Given exercise
Write out these lines word for word, with no changes.

Point annotation data:
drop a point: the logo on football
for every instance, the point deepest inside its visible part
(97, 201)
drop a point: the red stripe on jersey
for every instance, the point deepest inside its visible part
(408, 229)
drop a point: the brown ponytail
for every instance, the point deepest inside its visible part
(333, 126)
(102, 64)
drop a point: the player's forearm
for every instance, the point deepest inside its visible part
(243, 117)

Result for this task
drop a point: the logo on football
for every instance, the point deepest inside its visible part
(97, 201)
drop a point: the red stripe on jersey
for every instance, the point deepest inside its visible part
(408, 229)
drop a point: the brown ponytail
for every instance, the point deepest inside its visible part
(333, 126)
(102, 64)
drop a point: the player's forearm
for every instance, the point deepest inside its visible part
(243, 117)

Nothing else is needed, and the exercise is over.